(Entries from a pointing dataset)

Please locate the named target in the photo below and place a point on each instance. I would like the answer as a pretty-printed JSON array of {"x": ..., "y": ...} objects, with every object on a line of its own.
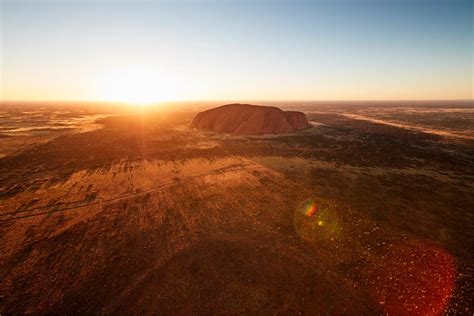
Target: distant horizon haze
[{"x": 158, "y": 51}]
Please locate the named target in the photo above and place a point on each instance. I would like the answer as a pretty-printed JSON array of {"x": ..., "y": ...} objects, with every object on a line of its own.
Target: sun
[{"x": 136, "y": 86}]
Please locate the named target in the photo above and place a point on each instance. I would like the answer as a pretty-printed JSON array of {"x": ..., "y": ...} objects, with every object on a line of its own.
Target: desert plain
[{"x": 111, "y": 210}]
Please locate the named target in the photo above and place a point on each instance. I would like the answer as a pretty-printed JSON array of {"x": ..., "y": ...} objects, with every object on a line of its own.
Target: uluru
[{"x": 248, "y": 119}]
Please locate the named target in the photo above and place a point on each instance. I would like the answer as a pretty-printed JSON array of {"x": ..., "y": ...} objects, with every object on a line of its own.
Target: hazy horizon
[{"x": 158, "y": 51}]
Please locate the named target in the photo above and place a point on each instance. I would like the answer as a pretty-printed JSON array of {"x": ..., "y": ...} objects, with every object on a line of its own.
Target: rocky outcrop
[{"x": 247, "y": 119}]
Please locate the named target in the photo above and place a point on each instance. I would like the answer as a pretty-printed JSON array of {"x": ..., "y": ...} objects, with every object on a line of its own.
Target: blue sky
[{"x": 280, "y": 50}]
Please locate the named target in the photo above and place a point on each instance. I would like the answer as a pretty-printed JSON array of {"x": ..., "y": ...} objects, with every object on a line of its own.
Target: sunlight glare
[{"x": 137, "y": 86}]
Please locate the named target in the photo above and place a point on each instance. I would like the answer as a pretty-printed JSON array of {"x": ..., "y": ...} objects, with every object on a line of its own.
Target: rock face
[{"x": 247, "y": 119}]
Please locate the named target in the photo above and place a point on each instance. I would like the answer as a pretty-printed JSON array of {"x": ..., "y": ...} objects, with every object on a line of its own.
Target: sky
[{"x": 144, "y": 51}]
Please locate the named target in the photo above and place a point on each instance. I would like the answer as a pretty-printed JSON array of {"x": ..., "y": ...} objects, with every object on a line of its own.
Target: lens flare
[
  {"x": 318, "y": 221},
  {"x": 311, "y": 208}
]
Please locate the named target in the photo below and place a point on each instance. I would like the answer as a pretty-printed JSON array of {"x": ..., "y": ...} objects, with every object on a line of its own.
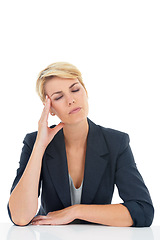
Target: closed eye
[{"x": 56, "y": 99}]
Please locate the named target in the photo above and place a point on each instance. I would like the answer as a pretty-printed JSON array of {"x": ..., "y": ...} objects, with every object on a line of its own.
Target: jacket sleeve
[
  {"x": 24, "y": 158},
  {"x": 132, "y": 188}
]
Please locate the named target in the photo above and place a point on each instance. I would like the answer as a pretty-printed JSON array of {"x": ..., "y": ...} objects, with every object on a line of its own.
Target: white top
[{"x": 75, "y": 192}]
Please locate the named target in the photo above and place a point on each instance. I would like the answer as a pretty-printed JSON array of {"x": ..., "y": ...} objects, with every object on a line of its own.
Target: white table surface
[{"x": 77, "y": 232}]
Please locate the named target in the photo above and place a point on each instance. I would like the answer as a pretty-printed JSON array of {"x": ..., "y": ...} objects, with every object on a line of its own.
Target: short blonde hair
[{"x": 58, "y": 69}]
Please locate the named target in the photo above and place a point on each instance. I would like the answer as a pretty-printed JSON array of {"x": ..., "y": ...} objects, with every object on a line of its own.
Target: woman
[{"x": 76, "y": 163}]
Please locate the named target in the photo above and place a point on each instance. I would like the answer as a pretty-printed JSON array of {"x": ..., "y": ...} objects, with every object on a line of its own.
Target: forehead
[{"x": 58, "y": 84}]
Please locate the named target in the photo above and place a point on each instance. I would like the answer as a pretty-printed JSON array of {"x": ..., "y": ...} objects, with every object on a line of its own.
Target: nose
[{"x": 70, "y": 100}]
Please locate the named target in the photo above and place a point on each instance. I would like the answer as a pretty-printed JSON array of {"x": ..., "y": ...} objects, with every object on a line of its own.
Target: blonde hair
[{"x": 58, "y": 69}]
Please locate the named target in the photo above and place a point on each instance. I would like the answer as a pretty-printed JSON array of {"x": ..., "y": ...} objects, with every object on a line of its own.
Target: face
[{"x": 69, "y": 99}]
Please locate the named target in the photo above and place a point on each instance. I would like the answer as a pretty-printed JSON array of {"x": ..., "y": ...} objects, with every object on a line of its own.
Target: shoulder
[{"x": 30, "y": 139}]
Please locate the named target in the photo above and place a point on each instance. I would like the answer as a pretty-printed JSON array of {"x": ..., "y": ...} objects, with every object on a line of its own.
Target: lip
[{"x": 75, "y": 110}]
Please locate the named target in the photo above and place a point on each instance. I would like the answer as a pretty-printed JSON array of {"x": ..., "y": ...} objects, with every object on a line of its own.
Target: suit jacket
[{"x": 109, "y": 162}]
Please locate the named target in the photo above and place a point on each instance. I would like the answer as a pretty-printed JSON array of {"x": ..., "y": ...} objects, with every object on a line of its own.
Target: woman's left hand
[{"x": 60, "y": 217}]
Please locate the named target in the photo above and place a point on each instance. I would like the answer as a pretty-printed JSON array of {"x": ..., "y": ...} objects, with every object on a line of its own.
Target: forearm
[
  {"x": 111, "y": 215},
  {"x": 23, "y": 202}
]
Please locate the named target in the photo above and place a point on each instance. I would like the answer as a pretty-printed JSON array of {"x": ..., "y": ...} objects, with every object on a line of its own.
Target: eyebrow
[{"x": 61, "y": 91}]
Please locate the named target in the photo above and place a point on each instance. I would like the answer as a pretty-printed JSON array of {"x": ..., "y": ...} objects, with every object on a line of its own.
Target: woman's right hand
[{"x": 45, "y": 133}]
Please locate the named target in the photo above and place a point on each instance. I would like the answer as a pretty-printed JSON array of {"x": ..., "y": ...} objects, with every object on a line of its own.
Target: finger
[{"x": 45, "y": 112}]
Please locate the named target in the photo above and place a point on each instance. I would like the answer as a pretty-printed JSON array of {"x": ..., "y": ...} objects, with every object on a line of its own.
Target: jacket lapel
[{"x": 95, "y": 164}]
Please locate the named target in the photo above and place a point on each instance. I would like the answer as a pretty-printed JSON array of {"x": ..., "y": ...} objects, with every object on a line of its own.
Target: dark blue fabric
[{"x": 109, "y": 162}]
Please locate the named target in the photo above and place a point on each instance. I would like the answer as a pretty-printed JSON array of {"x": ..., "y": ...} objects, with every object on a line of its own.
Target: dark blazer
[{"x": 109, "y": 162}]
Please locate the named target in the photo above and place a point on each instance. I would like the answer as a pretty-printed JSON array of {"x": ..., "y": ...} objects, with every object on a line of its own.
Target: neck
[{"x": 76, "y": 135}]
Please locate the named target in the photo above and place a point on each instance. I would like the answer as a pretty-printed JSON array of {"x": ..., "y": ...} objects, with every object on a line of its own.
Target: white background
[{"x": 116, "y": 46}]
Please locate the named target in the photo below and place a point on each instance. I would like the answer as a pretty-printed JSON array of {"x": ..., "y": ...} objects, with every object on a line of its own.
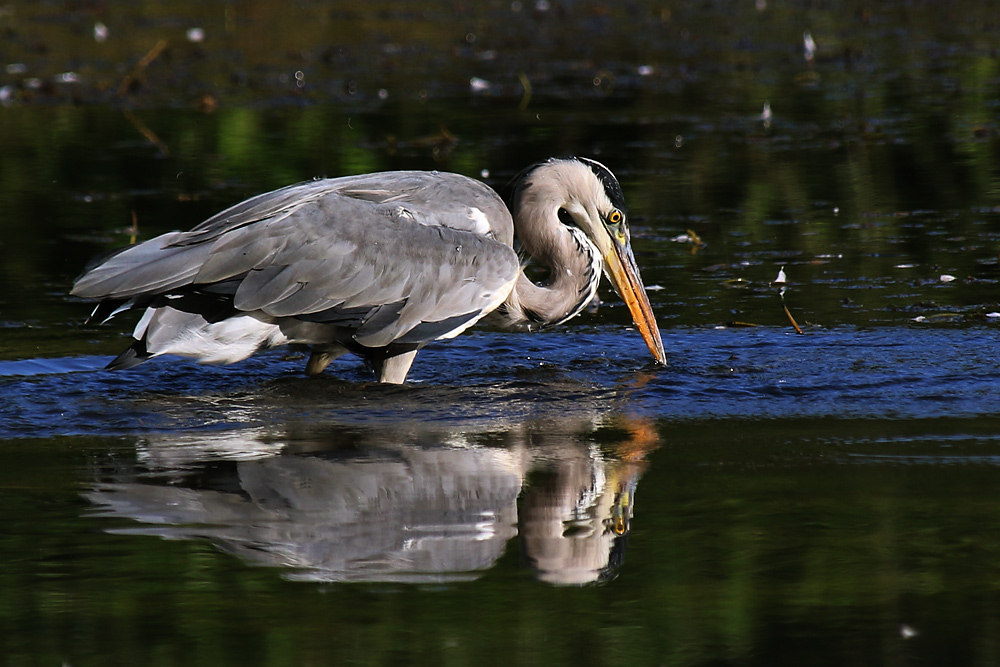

● Work to complete
Count the lines in the items above that contain the string "dark". Reply with the number only.

● Solution to this exercise
2